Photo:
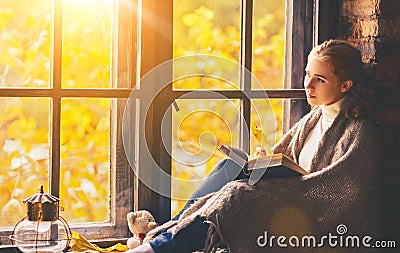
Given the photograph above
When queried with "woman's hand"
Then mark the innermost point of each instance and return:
(260, 152)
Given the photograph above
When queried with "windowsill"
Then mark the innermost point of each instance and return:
(101, 243)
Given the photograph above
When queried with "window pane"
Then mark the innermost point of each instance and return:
(203, 27)
(197, 129)
(24, 154)
(86, 43)
(266, 123)
(85, 159)
(268, 42)
(25, 43)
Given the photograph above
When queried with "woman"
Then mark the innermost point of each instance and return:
(334, 142)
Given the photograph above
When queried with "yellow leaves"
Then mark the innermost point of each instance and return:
(200, 15)
(5, 15)
(81, 244)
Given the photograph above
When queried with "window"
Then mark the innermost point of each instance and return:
(65, 76)
(195, 101)
(84, 99)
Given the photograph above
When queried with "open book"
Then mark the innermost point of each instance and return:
(275, 166)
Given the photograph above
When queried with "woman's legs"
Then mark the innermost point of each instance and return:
(193, 236)
(224, 171)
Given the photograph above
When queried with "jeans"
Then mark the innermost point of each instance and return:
(193, 236)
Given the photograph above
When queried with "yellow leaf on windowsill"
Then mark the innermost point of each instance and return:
(81, 244)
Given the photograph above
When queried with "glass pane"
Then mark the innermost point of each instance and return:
(85, 159)
(268, 43)
(86, 43)
(203, 27)
(266, 123)
(198, 128)
(25, 43)
(24, 154)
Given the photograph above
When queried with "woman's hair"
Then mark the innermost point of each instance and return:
(346, 64)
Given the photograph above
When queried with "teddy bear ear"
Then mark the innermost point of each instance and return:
(152, 225)
(131, 216)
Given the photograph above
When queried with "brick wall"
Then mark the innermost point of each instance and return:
(374, 27)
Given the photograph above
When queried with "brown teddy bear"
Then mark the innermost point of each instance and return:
(140, 223)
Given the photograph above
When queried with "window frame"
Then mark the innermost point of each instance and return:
(301, 27)
(124, 28)
(148, 48)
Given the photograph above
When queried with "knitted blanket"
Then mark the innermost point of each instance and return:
(333, 208)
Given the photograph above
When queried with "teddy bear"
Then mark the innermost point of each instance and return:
(139, 223)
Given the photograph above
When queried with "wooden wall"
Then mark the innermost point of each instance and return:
(374, 26)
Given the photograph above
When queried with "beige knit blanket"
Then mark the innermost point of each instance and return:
(339, 198)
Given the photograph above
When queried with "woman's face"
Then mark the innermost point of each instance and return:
(322, 86)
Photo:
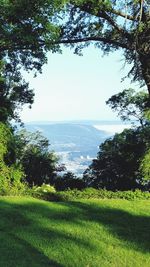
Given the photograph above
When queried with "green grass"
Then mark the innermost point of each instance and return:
(92, 233)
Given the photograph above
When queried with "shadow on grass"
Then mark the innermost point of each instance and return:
(24, 218)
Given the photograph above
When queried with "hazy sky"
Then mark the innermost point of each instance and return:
(76, 88)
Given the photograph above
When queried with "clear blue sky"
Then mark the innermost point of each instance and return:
(76, 88)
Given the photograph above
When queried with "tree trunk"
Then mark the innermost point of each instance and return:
(145, 67)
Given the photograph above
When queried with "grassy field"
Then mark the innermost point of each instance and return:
(90, 233)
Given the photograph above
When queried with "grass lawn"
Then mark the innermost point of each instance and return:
(89, 233)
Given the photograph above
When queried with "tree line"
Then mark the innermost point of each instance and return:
(28, 30)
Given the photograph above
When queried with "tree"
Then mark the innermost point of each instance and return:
(39, 164)
(111, 25)
(117, 166)
(130, 105)
(27, 30)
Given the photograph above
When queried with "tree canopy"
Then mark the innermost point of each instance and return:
(27, 33)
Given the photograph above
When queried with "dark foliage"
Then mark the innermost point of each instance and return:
(117, 164)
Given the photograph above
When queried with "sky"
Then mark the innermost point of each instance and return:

- - -

### Task details
Output the listing unchanged, pictures excluded.

### Task result
Photo:
Given the photograph above
When queried with "woman's hand"
Then mark the innermost point of each instance and return:
(260, 152)
Given the photograph above
When queried with "windowsill"
Then mark the innermost point of each instance and return:
(101, 243)
Given the photograph above
When queried with "window pane"
Then mark the innermost point of each instance and return:
(203, 27)
(197, 129)
(24, 154)
(86, 43)
(266, 123)
(85, 159)
(268, 42)
(25, 43)
Given the photograph above
When queried with "woman"
Then mark the innermost point of each instance and return:
(334, 142)
Given the photograph above
When queried with "yellow leaves"
Then mark the innermost point of each instance and return:
(200, 15)
(5, 15)
(81, 244)
Given the photograph above
When queried with "window"
Then mark the innermost point of each instance and return:
(65, 76)
(195, 101)
(84, 99)
Given the photograph above
When queried with "open book"
Then mark the innermost point of each instance and return:
(275, 166)
Given the photograph above
When queried with "woman's legs"
Then mark the innermost point of each instance and return:
(193, 236)
(224, 171)
Given the photograph above
When queried with "jeans"
Then mark the innermost point of each instance and return:
(193, 236)
Given the photograph above
When queried with "yellow leaf on windowsill"
Then mark the innermost point of each instance and return:
(81, 244)
Given the photograph above
When queried with "glass pane"
Then mark the innermost point of each instance and return:
(85, 159)
(268, 43)
(86, 43)
(203, 27)
(266, 123)
(198, 128)
(25, 43)
(24, 154)
Given the photograph above
When queried with "woman's hair"
Then mark the innermost point of each instance and return:
(346, 64)
Given the photograph above
When queried with "teddy bear ear"
Then mark the innermost point of each instance and return:
(152, 225)
(131, 216)
Given the photograph above
When queried with "brick wall"
Then mark the innermost point of each instance and return:
(374, 27)
Given the photograph above
When queried with "brown teddy bear"
Then mark the innermost point of each instance and return:
(140, 223)
Given the photograph above
When queried with "window frame"
Then mark the innermost point of each instance and return:
(301, 27)
(124, 28)
(148, 48)
Given the photograph above
When queried with "knitted blanket"
Then mark the innermost point of each instance and return:
(333, 208)
Given the photograph above
When queried with "teddy bear"
Then mark the innermost point of each instance and return:
(139, 223)
Given the photograph above
When queried with "wooden wall"
Then mark the innermost point of each instance and return:
(374, 26)
Given the photograph above
When queried with "beige knit blanket"
Then mark the innermost point of each instance and return:
(339, 198)
Given the photograph above
When queried with "woman's face"
Then mark the innermost point of each instance and return:
(322, 86)
Photo:
Given the photograph above
When queried with "green grass"
Then mark the innermost point of each instance and return:
(92, 233)
Given the photograph above
When queried with "shadow on grass"
Then mark the innermost point of each instance and return:
(24, 218)
Given the photograph above
When queried with "hazy sky"
Then mark the innermost point of each instance and return:
(76, 88)
Given the photograph above
When queried with "clear blue sky"
Then mark the innermost point of each instance and return:
(76, 88)
Given the photograph above
When queried with "tree trunk"
Then mark the innermost point of each instance and return:
(145, 67)
Given the photograph above
When queried with "grassy field"
Then mark the innermost point of each instance and return:
(90, 233)
Given the photograph above
When queried with "grass lawn"
Then mark the innermost point of each instance and return:
(89, 233)
Given the photograph above
When queried with "tree line"
Then mark the innermost point of each instance and return:
(28, 30)
Given the photograph above
When queried with "tree"
Then mark the innermost point of each instance and return:
(39, 164)
(111, 25)
(117, 166)
(130, 105)
(27, 30)
Given the photograph above
When queried with "tree canopy"
Then mark the innermost point of each instance and return:
(27, 33)
Given the photograph above
When queried with "dark foliage"
Then mark the innermost point of each instance and return:
(117, 164)
Given the photograph above
When queried with "sky"
Then mark the innermost point of each instance and return:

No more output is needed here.